> _TASK_: Only the lines with the string "plant" are needed; return each of them from the entries below.

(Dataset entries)

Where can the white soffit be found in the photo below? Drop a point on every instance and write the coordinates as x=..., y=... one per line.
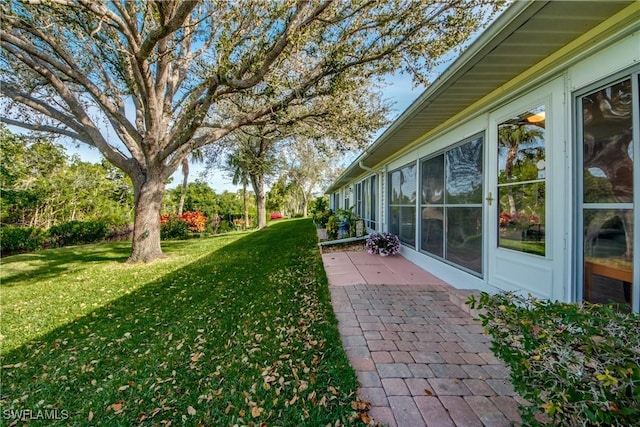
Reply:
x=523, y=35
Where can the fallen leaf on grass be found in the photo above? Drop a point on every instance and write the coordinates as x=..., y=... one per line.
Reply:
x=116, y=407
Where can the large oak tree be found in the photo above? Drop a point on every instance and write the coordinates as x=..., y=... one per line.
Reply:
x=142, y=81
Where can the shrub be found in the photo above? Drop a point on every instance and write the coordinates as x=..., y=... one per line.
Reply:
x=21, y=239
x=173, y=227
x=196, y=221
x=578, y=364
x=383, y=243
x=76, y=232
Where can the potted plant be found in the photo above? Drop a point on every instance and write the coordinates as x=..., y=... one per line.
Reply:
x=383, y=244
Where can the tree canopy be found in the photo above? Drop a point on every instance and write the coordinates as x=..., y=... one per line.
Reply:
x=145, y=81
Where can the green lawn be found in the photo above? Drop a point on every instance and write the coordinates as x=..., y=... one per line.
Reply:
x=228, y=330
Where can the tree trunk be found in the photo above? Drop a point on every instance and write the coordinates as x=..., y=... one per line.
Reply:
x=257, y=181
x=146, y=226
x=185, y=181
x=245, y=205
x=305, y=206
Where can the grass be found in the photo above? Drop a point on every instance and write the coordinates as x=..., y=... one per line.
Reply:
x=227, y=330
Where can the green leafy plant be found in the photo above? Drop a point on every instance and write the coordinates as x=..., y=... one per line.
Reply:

> _TASK ANSWER_:
Where can the potted plant be found in the photo above? Drop a point on every instance and write the coordinates as x=..., y=... one per line.
Where can the green leafy plant be found in the photo above? Drop a point on every instance and write the coordinates as x=..., y=... one per line.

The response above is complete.